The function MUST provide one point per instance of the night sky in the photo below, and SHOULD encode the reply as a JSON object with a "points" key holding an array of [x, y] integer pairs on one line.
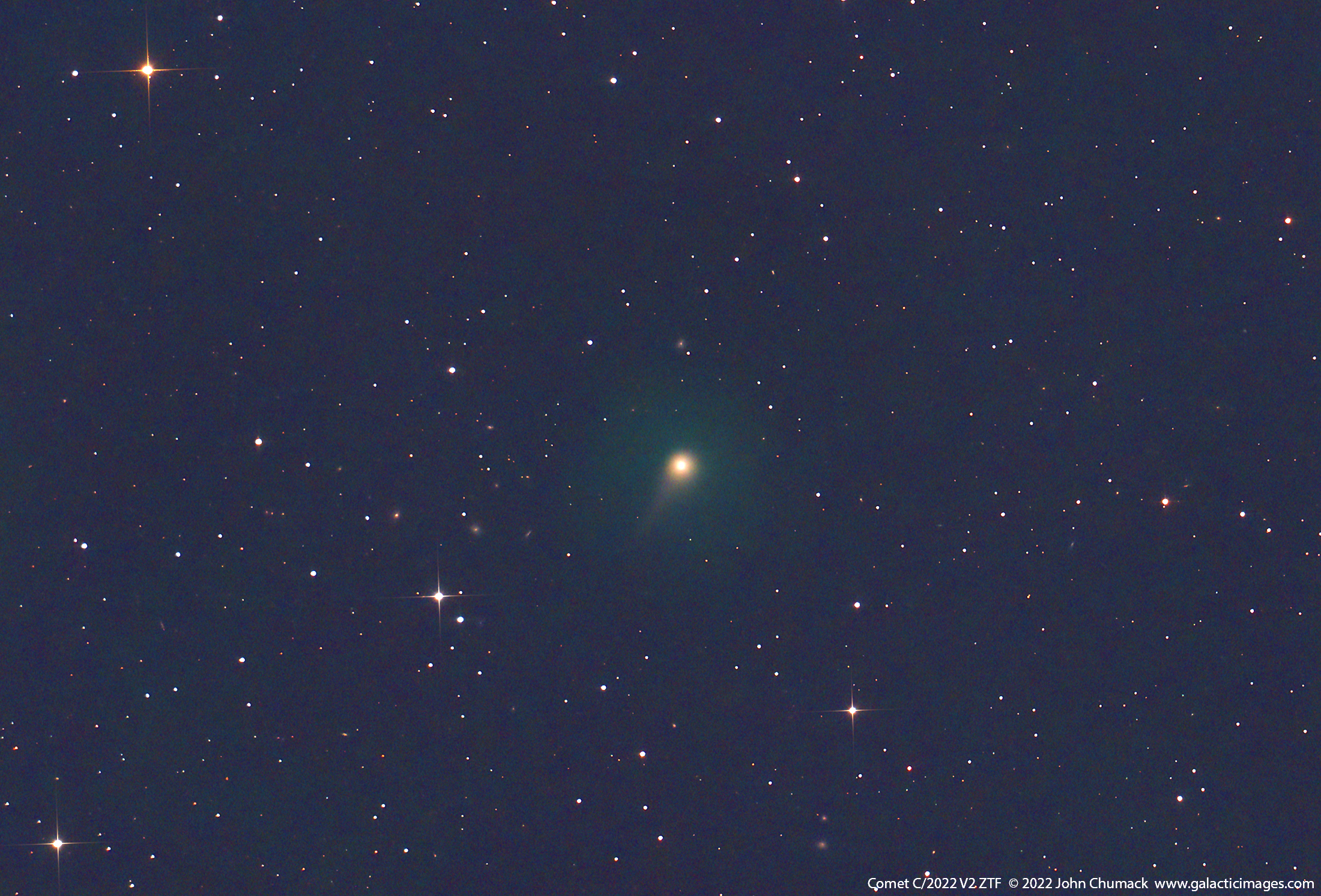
{"points": [[723, 366]]}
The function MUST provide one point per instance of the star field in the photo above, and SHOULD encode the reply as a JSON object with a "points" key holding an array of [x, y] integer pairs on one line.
{"points": [[715, 372]]}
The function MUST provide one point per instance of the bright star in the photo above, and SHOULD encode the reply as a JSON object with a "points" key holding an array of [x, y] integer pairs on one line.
{"points": [[57, 844], [147, 69]]}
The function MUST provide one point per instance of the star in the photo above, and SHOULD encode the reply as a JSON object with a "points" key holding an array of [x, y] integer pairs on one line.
{"points": [[147, 69], [57, 844], [439, 596], [853, 721]]}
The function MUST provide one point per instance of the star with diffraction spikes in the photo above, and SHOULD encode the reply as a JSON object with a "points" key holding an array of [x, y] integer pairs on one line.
{"points": [[147, 69], [853, 722], [58, 844], [440, 598]]}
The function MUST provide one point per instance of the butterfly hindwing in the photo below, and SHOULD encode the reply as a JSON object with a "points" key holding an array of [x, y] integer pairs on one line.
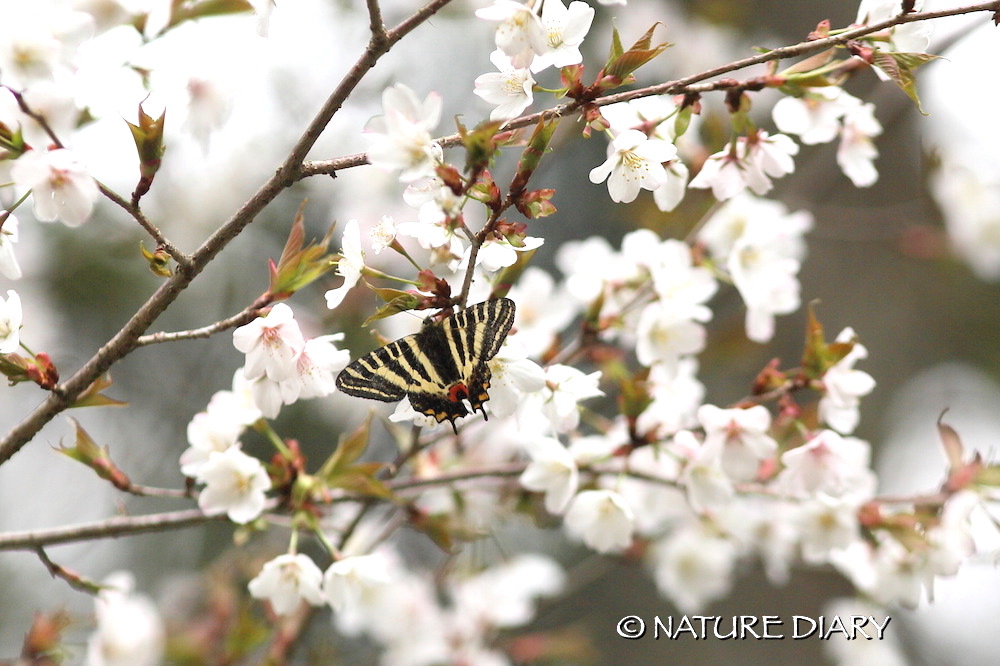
{"points": [[440, 367]]}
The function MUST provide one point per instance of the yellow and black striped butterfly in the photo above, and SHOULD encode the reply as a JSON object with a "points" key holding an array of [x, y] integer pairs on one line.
{"points": [[438, 368]]}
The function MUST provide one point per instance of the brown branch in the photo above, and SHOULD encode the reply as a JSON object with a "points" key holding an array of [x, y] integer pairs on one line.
{"points": [[246, 316], [689, 84], [126, 340], [105, 529], [136, 214]]}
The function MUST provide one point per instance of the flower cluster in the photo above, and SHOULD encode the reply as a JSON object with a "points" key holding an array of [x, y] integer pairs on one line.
{"points": [[376, 595], [598, 420]]}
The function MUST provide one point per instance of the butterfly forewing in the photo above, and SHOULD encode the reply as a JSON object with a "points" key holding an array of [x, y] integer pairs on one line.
{"points": [[438, 368]]}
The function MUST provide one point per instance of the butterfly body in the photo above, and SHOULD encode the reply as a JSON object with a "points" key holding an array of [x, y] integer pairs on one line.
{"points": [[440, 367]]}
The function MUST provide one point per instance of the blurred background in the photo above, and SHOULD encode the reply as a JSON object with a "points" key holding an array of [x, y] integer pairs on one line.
{"points": [[880, 260]]}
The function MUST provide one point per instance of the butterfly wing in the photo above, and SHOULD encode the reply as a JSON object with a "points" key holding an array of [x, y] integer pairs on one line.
{"points": [[380, 375], [438, 368]]}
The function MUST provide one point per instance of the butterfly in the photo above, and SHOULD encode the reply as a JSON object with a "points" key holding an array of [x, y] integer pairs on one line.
{"points": [[440, 367]]}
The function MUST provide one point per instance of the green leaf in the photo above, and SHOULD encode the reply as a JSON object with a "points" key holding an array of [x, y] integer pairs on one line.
{"points": [[396, 301], [622, 65], [358, 479], [92, 397], [901, 68], [349, 449]]}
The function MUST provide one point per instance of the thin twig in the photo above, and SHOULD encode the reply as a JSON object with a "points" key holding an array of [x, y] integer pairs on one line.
{"points": [[136, 213], [244, 317], [123, 342], [74, 580], [689, 84], [104, 529]]}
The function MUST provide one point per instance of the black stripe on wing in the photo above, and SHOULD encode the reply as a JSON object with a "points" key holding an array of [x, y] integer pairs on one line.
{"points": [[438, 368], [378, 375]]}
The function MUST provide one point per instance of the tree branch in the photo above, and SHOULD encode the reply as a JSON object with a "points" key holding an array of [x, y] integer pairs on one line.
{"points": [[689, 84], [126, 340], [104, 529]]}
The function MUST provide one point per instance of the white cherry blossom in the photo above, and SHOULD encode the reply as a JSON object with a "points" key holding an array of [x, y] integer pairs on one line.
{"points": [[8, 236], [741, 437], [520, 34], [287, 581], [400, 139], [509, 90], [844, 387], [129, 630], [349, 266], [347, 582], [694, 567], [601, 519], [634, 162], [10, 322], [272, 344], [565, 28], [61, 187], [235, 484], [830, 464], [552, 471], [857, 152]]}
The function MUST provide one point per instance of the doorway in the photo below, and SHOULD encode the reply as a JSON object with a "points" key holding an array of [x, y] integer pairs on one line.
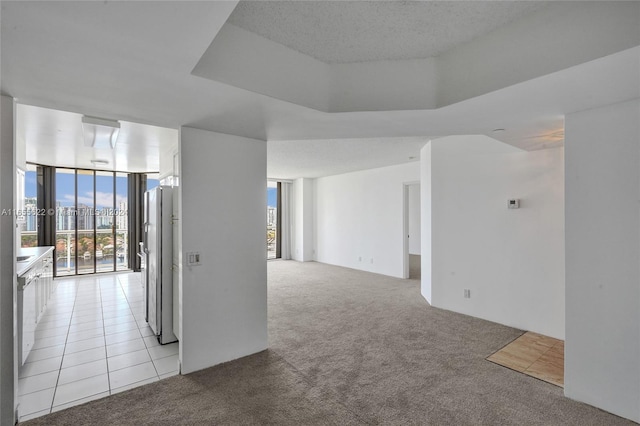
========================================
§ **Required action**
In your copy of the listing above, reproduce each line exactly and omit all pictures.

§ **Task solution**
The function MUST provide one point per instance of the night sky in the photo below, and SHOULD encode the reply as a JSON object with a "points" key holding an array of [x, y] integer pairs on one line.
{"points": [[723, 366]]}
The function MUST provide one point per instance of the star field in the photo above, and SHOULD encode the reply as a JSON object with a "points" key holding an array of [x, y] integer pairs on one line.
{"points": [[715, 372]]}
The function MUST provide one point per instance of the bright star in the photo above, and SHOULD encode the reply as a JSON object with a "points" key holding an array of [x, y] integer pairs on one line.
{"points": [[57, 844], [147, 69]]}
The function MUST provide one point per instance of the star in the photo above, and SHOULD encode the reply as a JSON object with a "points" key holding an array of [x, y] integer pairs on one line.
{"points": [[147, 69], [57, 844], [439, 596], [853, 721]]}
The function MUST provide one point per instance of the star with diffraction spikes in the photo above, and SHOULD encode the reply as a JSON object with a "points" key holding an array of [x, y] integer pairs on one line.
{"points": [[147, 69], [853, 722], [58, 844], [440, 598]]}
The function MUST provide one point per instance of the butterfly hindwing in the photo below, and SHOULD encode the reply as a JSON object with a "points" key holding an array of [x, y] integer pairs on one line.
{"points": [[440, 367]]}
The function MUST provide one point per instance of the yellow and black striped butterfly in the photo above, and SHOULD encode the reply as a JSON object with a "points" key holding an array of [x, y] integer pairs on one line.
{"points": [[438, 368]]}
The function MUST provide one point per instance of the brown branch in the photo above, and SHOULD encode the reply as a JSON object with a "points" key holding an array of [x, y] integer pairs on one line.
{"points": [[246, 316], [689, 84], [126, 340], [105, 529], [136, 214]]}
The function MUST provide one point per instance of the flower cluster in the photo above, and SHOULD encode the reply as a JSON object with a "points" key holding an array of [x, y] integer pairs on one line.
{"points": [[376, 595], [598, 420]]}
The function MUST provide one point per instance of the butterfly forewing in the photo above, and SHOULD encode the reply as a JSON object with a "points" key holding an array of [x, y] integer pairs on one line.
{"points": [[438, 368]]}
The function MUST provide one point per instance of the butterfly body in the photo above, and SHOULD encode the reply as a JSON object with a "points" key holding an array of [x, y] integer pairs on one line.
{"points": [[440, 367]]}
The function MUST provide one point per instance of the blurred background in the photo above, and SHOULD encode the reply as a JSON object with a "points" key holding an array of [x, y] integer pairs on one line.
{"points": [[880, 260]]}
The function MUST provide one point per instance of the butterfly wing in the photo above, and SHOULD encode the reply as a JSON object with a "points" key holding an array of [x, y] integer pairs on one line.
{"points": [[380, 375], [438, 368]]}
The function MUST provide one point per instance of the butterfly in the photo above, and SHOULD encode the reply as a JSON object with a "points" key holding an array of [x, y] integer pairs on one line.
{"points": [[440, 367]]}
The function MUST provide one point per instance of the green leaf in the photo above, and SHOULD encode the reply as a JSON object with a "points" key holding an array of [x, y] integer pairs on one line.
{"points": [[396, 301], [622, 65], [358, 479], [92, 397], [901, 68], [349, 449]]}
The function MUST provide one point per instance of the thin twig in the photo above, and SHOULD encode the reply as a JSON object with a "points" key holding an array of [x, y] integer pairs on one line.
{"points": [[136, 213], [244, 317], [123, 342], [74, 580], [689, 84], [104, 529]]}
The function MUST provide one point per instance of the black stripe on wing in the photo above, and SHOULD encode the reply as a JSON object with a "points" key holding an array of [x, y] integer pairs on one line.
{"points": [[438, 368], [378, 375]]}
The function MUST provide one point per instance of the tree branch in the photo above, and SHOULD encode the reply as a JSON object with a "points" key holding an array of [x, y] integer pairs on one line.
{"points": [[689, 84], [126, 340], [104, 529]]}
The function MUST provide one point per instance of the white cherry blossom in the photo above, and SHOULD encode the reply as a JSON object with a "points" key holding an array of [x, y] integer pairs on one line.
{"points": [[8, 236], [741, 437], [520, 34], [287, 581], [400, 139], [509, 90], [844, 387], [129, 630], [349, 266], [347, 582], [694, 567], [601, 519], [634, 162], [10, 322], [272, 344], [565, 28], [61, 187], [235, 484], [830, 464], [552, 471], [857, 152]]}
The function MUST provide one point per instance of the doorway in the photo below, and SHOULD encode the reply as a JSON object with a "points" key holding an array of [x, y] integer pairs on one line.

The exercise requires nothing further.